*** Data provided

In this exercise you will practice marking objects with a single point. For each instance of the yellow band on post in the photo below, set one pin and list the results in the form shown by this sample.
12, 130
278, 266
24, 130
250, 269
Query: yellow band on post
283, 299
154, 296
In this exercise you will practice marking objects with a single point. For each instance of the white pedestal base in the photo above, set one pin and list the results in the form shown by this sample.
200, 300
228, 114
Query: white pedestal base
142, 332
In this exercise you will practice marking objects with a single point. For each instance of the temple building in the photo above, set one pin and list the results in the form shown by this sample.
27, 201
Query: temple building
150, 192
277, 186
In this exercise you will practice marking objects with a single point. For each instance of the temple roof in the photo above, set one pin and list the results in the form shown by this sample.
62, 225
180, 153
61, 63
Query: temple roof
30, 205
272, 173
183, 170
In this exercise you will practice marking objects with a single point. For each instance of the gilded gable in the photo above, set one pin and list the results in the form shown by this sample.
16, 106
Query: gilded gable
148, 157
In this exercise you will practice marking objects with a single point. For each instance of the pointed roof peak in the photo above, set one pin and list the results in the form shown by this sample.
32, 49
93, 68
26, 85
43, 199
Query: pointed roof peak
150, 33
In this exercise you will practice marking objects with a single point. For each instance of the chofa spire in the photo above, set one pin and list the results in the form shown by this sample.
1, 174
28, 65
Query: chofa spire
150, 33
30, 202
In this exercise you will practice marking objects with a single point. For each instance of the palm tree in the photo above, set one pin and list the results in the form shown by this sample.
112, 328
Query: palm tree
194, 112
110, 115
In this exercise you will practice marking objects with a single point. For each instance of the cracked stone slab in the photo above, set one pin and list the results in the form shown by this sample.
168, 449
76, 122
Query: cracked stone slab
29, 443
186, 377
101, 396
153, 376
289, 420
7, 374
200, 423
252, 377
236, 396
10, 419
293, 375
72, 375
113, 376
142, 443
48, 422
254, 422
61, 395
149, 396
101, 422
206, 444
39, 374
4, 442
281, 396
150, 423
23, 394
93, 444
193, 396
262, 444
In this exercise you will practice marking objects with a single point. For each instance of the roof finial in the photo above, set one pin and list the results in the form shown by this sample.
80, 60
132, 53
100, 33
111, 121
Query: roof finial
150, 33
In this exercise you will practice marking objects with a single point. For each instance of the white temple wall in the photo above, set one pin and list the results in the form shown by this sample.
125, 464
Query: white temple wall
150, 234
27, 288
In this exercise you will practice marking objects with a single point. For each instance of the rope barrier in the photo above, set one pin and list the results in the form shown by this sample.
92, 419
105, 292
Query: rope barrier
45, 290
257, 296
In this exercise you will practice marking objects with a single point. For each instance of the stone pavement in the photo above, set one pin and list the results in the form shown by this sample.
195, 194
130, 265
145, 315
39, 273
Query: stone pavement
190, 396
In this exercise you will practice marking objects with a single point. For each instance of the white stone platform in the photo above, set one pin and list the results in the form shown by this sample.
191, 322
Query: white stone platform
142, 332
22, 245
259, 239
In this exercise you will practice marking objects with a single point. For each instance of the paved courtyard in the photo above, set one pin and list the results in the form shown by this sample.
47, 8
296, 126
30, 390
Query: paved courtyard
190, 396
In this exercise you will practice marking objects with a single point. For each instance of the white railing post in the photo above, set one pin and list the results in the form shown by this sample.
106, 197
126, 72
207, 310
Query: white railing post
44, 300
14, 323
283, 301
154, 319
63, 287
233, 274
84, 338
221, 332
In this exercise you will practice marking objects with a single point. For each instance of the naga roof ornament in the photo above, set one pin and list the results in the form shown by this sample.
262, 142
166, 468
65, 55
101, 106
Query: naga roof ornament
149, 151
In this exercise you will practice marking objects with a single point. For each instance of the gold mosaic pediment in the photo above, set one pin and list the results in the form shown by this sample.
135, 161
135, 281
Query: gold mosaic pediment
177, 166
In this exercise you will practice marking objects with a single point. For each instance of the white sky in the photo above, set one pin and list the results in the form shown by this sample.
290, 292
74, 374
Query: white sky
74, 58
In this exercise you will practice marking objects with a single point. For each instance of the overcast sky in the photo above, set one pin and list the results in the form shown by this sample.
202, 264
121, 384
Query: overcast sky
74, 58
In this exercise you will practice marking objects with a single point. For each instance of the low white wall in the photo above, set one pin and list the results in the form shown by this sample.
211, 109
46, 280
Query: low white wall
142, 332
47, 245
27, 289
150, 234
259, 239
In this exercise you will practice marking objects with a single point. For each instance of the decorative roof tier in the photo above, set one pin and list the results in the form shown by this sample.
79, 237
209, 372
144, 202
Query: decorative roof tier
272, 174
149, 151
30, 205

******

» **Problem to solve**
Exact output of every entry is required.

» **Task answer**
In this exercise you will practice marking objects with a single point. For each instance of the yellow band on post in the photo below, set one pin and list the results in the form shown by this sample.
12, 130
278, 266
24, 130
250, 269
Query: yellow band on post
283, 299
154, 296
In this exercise you will practice marking objects with a single point. For each instance of the white pedestal base in the photo above, set one pin and list the results in the form shown by this sample.
200, 300
228, 114
Query: white pedestal base
142, 332
In this exercise you will practice marking objects with a single point. For each instance of the temple building in the photo above, set one pin and list the results in the form shown by this sample.
27, 201
Query: temple building
150, 192
277, 186
In this exercise you will practice marking objects with a single point. For each instance of the temple roof in the photo above, set one pin and list the results in the form shown by this sample.
62, 225
180, 153
61, 63
Query: temple roof
30, 205
272, 173
183, 170
In this exercise you will practice marking objects with a single point. For each instance of the gilded gable in the photo above, set one pin and list the results in the form shown by this sample.
16, 106
Query: gilded gable
148, 157
In this exercise you will practice marking objects with a single point. For each instance of the pointed roof peak in the photo above, set one pin and list the results in the form shown by this sample.
32, 49
93, 68
26, 85
43, 199
Query: pointed roof peak
150, 33
In this exercise you will practice marking objects with a single point. For each instance of the chofa spire in the photo above, set one pin and list the results in the form shown by this sample.
1, 174
28, 65
Query: chofa spire
150, 33
30, 202
In this exercise you will practice marking objects with a single point. For each instance of the palm tree in the photo above, set one pin and list the results in the form shown by this sample.
112, 328
Query: palm tree
194, 112
110, 115
In this exercise you will practice marking objects with a single point. For each instance of the cracked stone slab in the photo above, set one pin and list the results in the form shown by this sample.
168, 449
76, 122
Query: cracked stone slab
29, 443
186, 377
101, 396
153, 376
289, 420
7, 374
200, 423
252, 377
236, 396
10, 419
293, 375
72, 375
113, 376
142, 443
48, 422
254, 422
61, 395
149, 396
101, 422
206, 444
39, 374
4, 442
281, 396
150, 423
23, 394
93, 444
193, 396
262, 444
In this exercise you will practice marking objects with a single point. For each instance of the roof finial in the photo above, set one pin and list the results in the form shown by this sample.
80, 60
132, 53
100, 33
111, 121
Query: roof finial
150, 33
In this exercise you will practice marking objects with a single point. For each instance of the white temple wall in the photo above, set one pin and list the results in the form shown by this sample.
125, 464
Query: white temple wall
150, 234
27, 288
In this exercise you will practice marking objects with a single point. For each instance of the rope barrier in the photo above, set one pin and list the results in the form shown by this sample.
92, 419
105, 292
Query: rope barrier
45, 290
257, 296
In this exercise you will practice marking objects with a single point. For each instance of the stone pavement in the photo above, set one pin and list the results in the form shown by this sample.
195, 194
130, 265
145, 315
39, 273
Query: stone pavement
190, 396
In this exercise you will practice marking objects with a single point. For each instance of the white stone platform in the photo above, set one pin and list the results in the form shown by this sample.
191, 322
Query: white stone platform
142, 332
22, 245
259, 239
In this exercise you will practice marking objects with a single point. For each instance of the paved courtyard in the photo above, set one pin and list the results in the form shown by this sample.
47, 8
296, 126
30, 390
Query: paved courtyard
190, 396
In this exercise you will practice marking objects with a single point. For each instance of the white railing post in the photo above, set one pin and list the results in the form shown by this sample.
106, 197
126, 72
207, 310
Query: white railing post
44, 300
14, 323
283, 301
154, 319
63, 287
233, 274
84, 338
221, 332
In this exercise you will practice marking objects with a single point. For each instance of the naga roof ornament in the photo above, set one pin and list the results in the form shown by this sample.
262, 142
166, 468
65, 55
101, 106
Query: naga roof ornament
149, 151
In this exercise you will practice marking objects with a single point. For each instance of the gold mosaic pediment in the photo above, set one pin and list the results in the form shown by this sample.
135, 161
135, 281
Query: gold mosaic pediment
177, 166
In this exercise you will practice marking objects with a single point. For each instance of the white sky in the photo above, set one pin and list the results in the form shown by this sample.
290, 292
74, 374
Query: white sky
74, 58
In this exercise you will practice marking objects with a single point. For each instance of the overcast sky in the photo above, set one pin and list the results in the form shown by this sample.
202, 264
121, 384
Query: overcast sky
74, 58
In this exercise you will practice marking objects with a single point. For each instance of the low white wall in the photo above, set one pin and list the results in the form shown by this sample.
211, 109
46, 280
Query: low white wall
142, 332
47, 245
27, 289
150, 234
259, 239
In this exercise you will practice marking objects with a single point. For each instance of the decorative roof tier in the photo above, set one pin and list the results in the form shown by this sample.
79, 237
209, 372
144, 202
Query: decorative roof tier
272, 174
149, 151
30, 205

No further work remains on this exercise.